- Opening Delimiter -
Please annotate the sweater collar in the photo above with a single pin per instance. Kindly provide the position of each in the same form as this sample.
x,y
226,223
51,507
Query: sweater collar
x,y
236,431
- Closing Delimiter -
WHAT IS NEEDED
The full set of records must be output again exactly.

WRITTEN SOLUTION
Please annotate the sweater collar in the photo above with a single pin per instance. Kindly provide the position of each in the same form as this sample.
x,y
226,223
51,507
Query: sweater collar
x,y
236,431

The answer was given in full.